Count the lines in the records below that contain the string "goose". Reply with the number alone.

+ + + +

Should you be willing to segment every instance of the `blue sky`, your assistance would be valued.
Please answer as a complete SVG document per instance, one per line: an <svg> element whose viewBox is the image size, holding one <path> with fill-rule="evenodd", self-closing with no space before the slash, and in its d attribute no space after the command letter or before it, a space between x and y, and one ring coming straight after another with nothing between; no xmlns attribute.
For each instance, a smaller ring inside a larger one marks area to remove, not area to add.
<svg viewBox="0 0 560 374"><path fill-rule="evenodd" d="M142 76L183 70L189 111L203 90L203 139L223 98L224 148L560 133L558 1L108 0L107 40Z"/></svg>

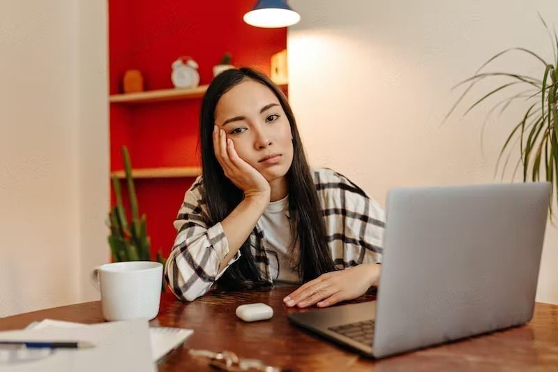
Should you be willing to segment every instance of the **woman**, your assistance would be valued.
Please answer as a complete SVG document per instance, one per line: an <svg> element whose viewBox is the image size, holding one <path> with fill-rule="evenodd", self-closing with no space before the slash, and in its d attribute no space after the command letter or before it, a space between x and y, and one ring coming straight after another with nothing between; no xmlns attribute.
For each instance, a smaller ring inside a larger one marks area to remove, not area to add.
<svg viewBox="0 0 558 372"><path fill-rule="evenodd" d="M384 213L356 185L310 170L287 98L263 74L227 70L199 121L202 176L186 192L165 279L193 301L224 290L303 283L287 306L356 298L379 276Z"/></svg>

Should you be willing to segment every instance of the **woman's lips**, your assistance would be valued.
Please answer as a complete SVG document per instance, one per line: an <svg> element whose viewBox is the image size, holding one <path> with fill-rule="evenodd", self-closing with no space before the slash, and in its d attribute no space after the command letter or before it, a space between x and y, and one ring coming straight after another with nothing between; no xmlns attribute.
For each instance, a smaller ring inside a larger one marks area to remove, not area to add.
<svg viewBox="0 0 558 372"><path fill-rule="evenodd" d="M280 161L281 161L281 155L276 155L275 156L262 161L259 163L262 164L276 164Z"/></svg>

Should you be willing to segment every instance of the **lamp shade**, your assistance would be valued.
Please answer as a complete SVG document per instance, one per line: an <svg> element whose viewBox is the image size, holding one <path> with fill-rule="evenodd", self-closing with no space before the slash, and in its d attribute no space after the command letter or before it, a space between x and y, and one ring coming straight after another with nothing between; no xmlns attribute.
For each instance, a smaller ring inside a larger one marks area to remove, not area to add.
<svg viewBox="0 0 558 372"><path fill-rule="evenodd" d="M272 29L298 23L301 16L291 9L285 0L259 0L254 8L244 15L243 20L256 27Z"/></svg>

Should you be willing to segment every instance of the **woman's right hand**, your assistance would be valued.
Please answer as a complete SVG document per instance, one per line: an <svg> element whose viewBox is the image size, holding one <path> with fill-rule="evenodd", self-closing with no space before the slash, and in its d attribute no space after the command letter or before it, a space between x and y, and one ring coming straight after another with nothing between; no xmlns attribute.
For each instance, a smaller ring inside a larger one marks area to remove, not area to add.
<svg viewBox="0 0 558 372"><path fill-rule="evenodd" d="M271 188L269 182L257 169L239 156L232 140L227 138L225 131L213 127L215 156L225 175L244 192L245 198L267 198L269 202Z"/></svg>

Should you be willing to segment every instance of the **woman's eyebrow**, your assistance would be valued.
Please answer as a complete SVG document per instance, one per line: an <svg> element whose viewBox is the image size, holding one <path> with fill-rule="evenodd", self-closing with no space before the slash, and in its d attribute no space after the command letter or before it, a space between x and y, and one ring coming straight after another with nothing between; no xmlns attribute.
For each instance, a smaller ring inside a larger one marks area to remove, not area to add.
<svg viewBox="0 0 558 372"><path fill-rule="evenodd" d="M270 108L273 107L273 106L278 106L278 105L279 105L278 103L270 103L269 105L266 105L265 106L262 107L262 110L259 110L259 113L262 114L265 110L269 110ZM231 121L239 121L246 120L246 117L232 117L232 118L227 119L227 120L223 121L223 124L221 124L221 126L225 126L225 125L228 124Z"/></svg>
<svg viewBox="0 0 558 372"><path fill-rule="evenodd" d="M262 110L259 110L259 113L261 114L264 111L265 111L266 110L269 110L269 109L273 107L273 106L278 106L278 105L279 105L278 103L270 103L269 105L266 105L265 106L262 107Z"/></svg>
<svg viewBox="0 0 558 372"><path fill-rule="evenodd" d="M221 125L221 126L225 126L227 124L228 124L229 123L230 123L231 121L239 121L241 120L246 120L246 117L232 117L230 119L227 119L227 120L225 120L223 122L223 124Z"/></svg>

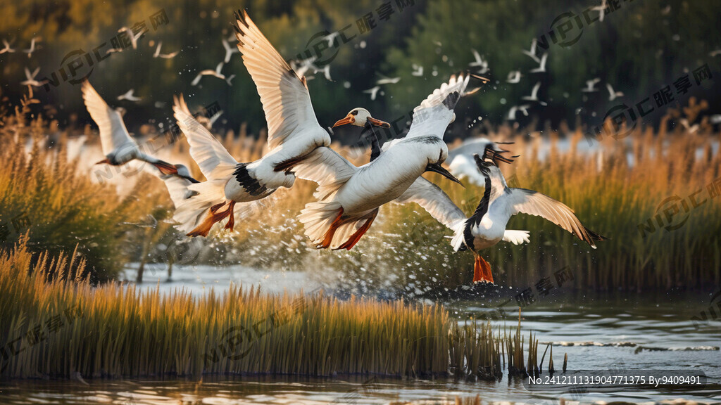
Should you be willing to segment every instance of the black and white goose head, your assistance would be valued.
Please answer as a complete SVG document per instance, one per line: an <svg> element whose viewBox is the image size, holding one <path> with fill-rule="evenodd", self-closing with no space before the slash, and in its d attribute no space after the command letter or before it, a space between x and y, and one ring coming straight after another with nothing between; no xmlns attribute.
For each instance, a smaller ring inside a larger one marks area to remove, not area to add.
<svg viewBox="0 0 721 405"><path fill-rule="evenodd" d="M344 118L336 121L333 124L333 128L348 124L356 127L365 127L366 125L369 125L384 128L391 128L390 124L373 118L368 110L360 107L351 110Z"/></svg>
<svg viewBox="0 0 721 405"><path fill-rule="evenodd" d="M443 142L443 140L441 140L441 151L438 153L438 159L436 159L435 162L428 163L428 164L425 166L425 171L438 173L451 182L455 182L463 186L463 183L461 182L461 180L459 180L455 176L451 174L450 172L446 170L445 167L441 166L441 164L446 161L446 159L448 157L448 147L446 146L446 143Z"/></svg>

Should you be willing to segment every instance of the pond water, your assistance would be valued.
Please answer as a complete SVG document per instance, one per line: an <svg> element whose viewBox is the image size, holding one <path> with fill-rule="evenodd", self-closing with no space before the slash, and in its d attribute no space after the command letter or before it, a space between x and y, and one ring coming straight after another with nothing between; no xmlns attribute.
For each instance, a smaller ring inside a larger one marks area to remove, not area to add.
<svg viewBox="0 0 721 405"><path fill-rule="evenodd" d="M268 272L241 267L180 267L174 270L172 282L166 282L164 267L146 270L143 287L162 290L185 286L203 294L210 285L226 288L230 280L246 285L260 284L264 290L280 292L317 284L306 282L304 273ZM132 278L133 270L128 270ZM205 289L205 290L204 290ZM514 327L518 305L514 293L507 290L492 300L479 298L448 304L451 313L465 318L495 315L495 329ZM622 387L611 390L590 388L588 392L567 389L529 389L528 380L508 378L498 382L404 380L338 375L332 378L295 377L205 378L198 383L189 380L25 380L0 383L0 404L412 404L453 401L456 396L479 394L484 404L509 401L520 404L590 404L598 401L653 403L685 399L721 403L721 321L696 324L691 318L709 305L711 294L671 292L665 294L632 293L583 295L558 290L524 306L522 327L533 331L541 342L539 355L553 344L557 376L580 375L580 370L624 374L668 375L684 373L706 376L705 386L679 388L671 386ZM507 300L511 298L508 302ZM497 316L497 306L507 303L505 315ZM526 337L527 342L527 337ZM560 373L563 356L568 355L568 370ZM543 365L547 368L548 355ZM547 375L544 370L543 375Z"/></svg>

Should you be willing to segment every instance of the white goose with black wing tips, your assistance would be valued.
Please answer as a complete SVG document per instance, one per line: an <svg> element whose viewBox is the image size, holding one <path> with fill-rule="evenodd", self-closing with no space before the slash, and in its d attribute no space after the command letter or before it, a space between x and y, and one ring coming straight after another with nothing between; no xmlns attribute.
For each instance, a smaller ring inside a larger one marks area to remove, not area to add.
<svg viewBox="0 0 721 405"><path fill-rule="evenodd" d="M185 177L182 173L179 173L178 165L162 161L141 151L138 143L128 133L120 112L110 108L89 81L83 81L81 89L85 107L99 130L100 144L105 155L105 159L95 164L121 166L137 159L152 164L163 175Z"/></svg>
<svg viewBox="0 0 721 405"><path fill-rule="evenodd" d="M298 217L317 247L350 250L371 227L379 208L401 197L425 172L458 182L441 166L448 157L443 136L469 78L452 76L435 89L414 110L408 134L386 143L370 164L356 167L333 150L319 148L293 167L296 176L319 184L318 201L307 204ZM336 125L353 123L360 115L355 111Z"/></svg>
<svg viewBox="0 0 721 405"><path fill-rule="evenodd" d="M206 236L213 226L236 217L295 181L291 168L320 146L330 145L318 123L305 77L298 77L245 12L234 25L243 63L255 83L268 127L269 151L250 163L239 163L177 99L173 110L190 145L190 155L206 181L188 185L195 194L177 208L174 218L189 236ZM252 202L252 204L245 204Z"/></svg>
<svg viewBox="0 0 721 405"><path fill-rule="evenodd" d="M485 190L475 212L467 220L455 225L451 242L456 251L469 249L475 256L474 282L493 282L490 264L478 254L501 240L514 244L528 241L528 231L505 228L511 216L518 213L538 215L572 233L596 249L596 241L606 239L588 229L576 217L573 210L560 201L540 192L522 188L509 188L498 169L498 161L506 161L502 152L487 147L482 159L474 158L485 177ZM504 160L505 159L505 160Z"/></svg>

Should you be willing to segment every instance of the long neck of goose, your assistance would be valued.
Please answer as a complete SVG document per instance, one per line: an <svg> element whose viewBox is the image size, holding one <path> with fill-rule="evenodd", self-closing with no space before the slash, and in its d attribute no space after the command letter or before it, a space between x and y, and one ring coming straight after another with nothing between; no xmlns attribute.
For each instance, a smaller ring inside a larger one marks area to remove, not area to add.
<svg viewBox="0 0 721 405"><path fill-rule="evenodd" d="M381 143L376 135L376 130L373 128L373 124L366 123L365 128L371 133L371 161L373 161L381 155Z"/></svg>

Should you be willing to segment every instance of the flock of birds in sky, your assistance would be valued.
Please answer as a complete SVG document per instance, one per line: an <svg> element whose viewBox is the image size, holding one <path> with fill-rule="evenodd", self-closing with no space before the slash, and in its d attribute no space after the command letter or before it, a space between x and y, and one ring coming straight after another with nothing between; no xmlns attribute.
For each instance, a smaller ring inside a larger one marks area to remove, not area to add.
<svg viewBox="0 0 721 405"><path fill-rule="evenodd" d="M606 10L608 9L609 5L607 0L601 0L601 4L598 6L594 6L591 9L592 11L597 12L598 13L598 20L603 22ZM671 12L671 6L667 6L665 9L662 10L663 14L668 14ZM118 32L125 32L130 40L131 48L132 49L138 48L138 41L142 37L143 32L133 32L133 30L128 27L123 27L118 30ZM340 32L332 32L324 37L323 37L322 40L327 41L327 45L329 48L332 48L335 46L335 41L340 35ZM8 43L6 40L3 40L3 43L4 48L0 49L0 54L5 53L14 53L14 52L22 52L27 54L30 58L32 56L33 52L37 49L36 47L36 43L38 43L42 39L40 37L33 37L31 40L30 47L27 49L17 50L11 48L11 44ZM239 52L238 48L231 45L231 42L234 40L234 35L226 38L221 38L221 44L223 48L225 50L225 55L223 61L218 63L215 68L207 68L200 71L195 76L195 79L191 81L193 86L201 86L201 81L205 76L212 76L216 79L224 81L228 86L232 86L232 80L235 77L234 74L227 75L223 73L223 68L228 63L230 62L231 58L234 53L238 53ZM441 43L435 42L436 45L440 45ZM365 41L360 43L360 47L365 48ZM180 51L176 50L169 53L161 53L162 49L162 42L159 41L156 45L154 53L153 54L154 58L172 58L177 56ZM548 61L548 52L544 52L543 54L539 54L539 47L538 41L536 38L534 38L531 43L531 48L528 50L522 50L521 52L532 59L538 66L530 69L527 72L528 76L532 76L534 74L544 74L547 71L547 62ZM107 51L107 53L111 53L114 52L123 52L123 49L116 49L110 48ZM473 61L468 63L468 68L469 71L472 73L479 75L483 75L490 71L489 68L489 61L485 58L485 55L479 53L475 49L471 49L471 53L473 55ZM721 49L712 51L709 55L715 57L721 55ZM290 62L291 67L296 71L298 76L305 76L306 81L311 80L315 77L315 74L322 74L322 76L328 81L332 81L330 75L330 65L326 64L323 67L319 67L315 64L317 57L311 57L304 60L291 60ZM423 66L420 66L417 63L412 64L412 71L411 73L412 76L423 76L424 75L424 68ZM438 74L438 71L435 70L433 71L433 76L435 76ZM33 87L40 87L45 84L45 81L40 81L35 78L37 77L38 73L40 72L40 68L36 68L35 71L31 72L29 68L26 68L25 70L26 79L25 81L22 81L20 84L23 86L30 86ZM311 74L306 74L310 72ZM379 76L375 81L375 85L367 89L362 91L363 93L368 94L371 101L376 99L379 95L383 96L385 94L383 89L384 86L397 84L400 81L400 77L386 77L381 74L377 74ZM518 84L521 83L521 78L526 76L521 73L520 70L515 70L510 71L505 79L505 82L510 84ZM588 96L591 93L596 93L601 91L597 85L601 81L601 78L596 77L587 80L585 87L581 88L580 90L583 94L583 101L588 100ZM344 86L345 88L350 87L350 82L345 81L344 83ZM546 107L548 103L539 98L539 92L541 89L541 81L539 80L536 81L535 84L531 89L531 94L527 96L523 96L521 97L522 102L518 103L517 105L513 105L510 107L508 110L508 115L506 115L506 120L509 121L516 121L518 120L518 114L521 113L525 117L529 115L529 110L534 106L541 106ZM605 88L608 92L608 100L609 102L613 102L619 97L623 97L624 96L622 92L616 91L613 85L610 83L605 84ZM142 99L138 97L135 97L133 95L133 90L131 89L125 94L122 94L118 97L118 100L128 100L131 102L138 102ZM568 93L565 93L564 97L568 97ZM501 100L502 104L505 104L506 102L505 99ZM158 108L163 108L165 105L164 102L156 102L155 106ZM579 107L576 109L575 112L578 114L583 110L583 107ZM595 112L593 113L595 116ZM681 123L683 124L683 123ZM691 127L688 125L684 125L687 130L691 130Z"/></svg>
<svg viewBox="0 0 721 405"><path fill-rule="evenodd" d="M518 213L541 216L593 248L596 241L603 240L562 202L535 191L508 187L499 164L511 164L511 158L517 156L505 157L508 151L501 148L503 144L487 143L474 156L485 188L470 217L422 177L433 172L461 183L442 166L448 156L443 134L456 119L456 103L478 89L469 89L469 81L479 79L485 84L487 79L468 73L451 76L415 107L405 136L382 146L373 128L389 125L364 108L353 109L333 127L350 125L372 134L370 161L358 167L331 148L332 130L316 117L307 79L302 74L314 68L311 63L291 67L244 11L236 14L234 27L237 50L257 86L267 123L268 151L255 161L239 162L231 156L210 133L208 123L199 123L190 114L181 95L174 97L173 111L190 145L190 156L205 177L204 181L195 179L186 166L143 152L130 136L120 112L110 107L87 80L81 86L105 154L98 164L120 166L139 159L154 166L153 172L164 181L174 205L176 227L187 236L206 236L216 224L232 231L236 221L264 209L271 195L280 187L292 187L297 177L318 184L315 200L298 216L306 236L318 249L350 250L370 228L381 206L416 202L451 229L454 250L473 253L474 282L493 282L490 265L479 251L502 240L515 244L528 241L527 231L505 228L509 218ZM229 48L226 59L234 52ZM477 62L481 70L485 68L479 55ZM206 75L222 76L230 84L233 76L220 73L224 63ZM381 79L384 84L397 81L394 80ZM537 99L536 93L537 89L531 98ZM132 90L121 97L137 99Z"/></svg>

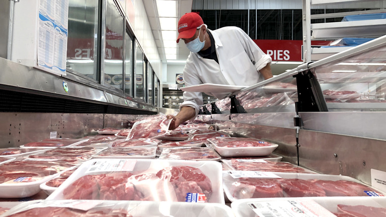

+ + + +

▸ Output for this task
3